[Rows from a dataset]
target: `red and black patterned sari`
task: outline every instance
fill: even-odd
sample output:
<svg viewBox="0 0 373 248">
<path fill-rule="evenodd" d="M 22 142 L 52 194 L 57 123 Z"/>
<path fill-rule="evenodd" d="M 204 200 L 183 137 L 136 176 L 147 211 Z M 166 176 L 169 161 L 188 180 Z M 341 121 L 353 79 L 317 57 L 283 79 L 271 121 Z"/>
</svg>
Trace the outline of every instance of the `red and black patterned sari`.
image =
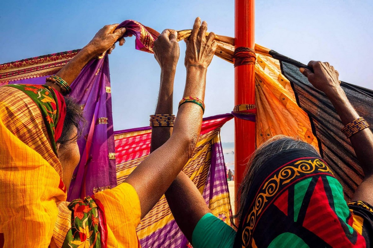
<svg viewBox="0 0 373 248">
<path fill-rule="evenodd" d="M 314 153 L 291 149 L 254 179 L 235 247 L 369 247 L 373 210 L 347 204 L 341 184 Z"/>
</svg>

◆ Problem requirements: Add 82 to every number in the SVG answers, covering both the viewBox values and the path coordinates, and write out all the items above again with their requests. Leave the pictures out.

◆ Complete response:
target: `red and black patterned sari`
task: outline every instance
fill: even-odd
sample output:
<svg viewBox="0 0 373 248">
<path fill-rule="evenodd" d="M 22 142 L 52 194 L 57 123 Z"/>
<path fill-rule="evenodd" d="M 204 200 L 183 137 L 136 176 L 147 211 Z M 166 176 L 169 161 L 188 180 Z M 341 121 L 353 79 L 317 57 L 283 79 L 271 121 Z"/>
</svg>
Trace the outline of every instance of the `red and black patterned sari`.
image =
<svg viewBox="82 82 455 330">
<path fill-rule="evenodd" d="M 396 235 L 373 231 L 336 261 L 317 329 L 451 329 L 455 292 L 429 286 L 423 266 Z"/>
</svg>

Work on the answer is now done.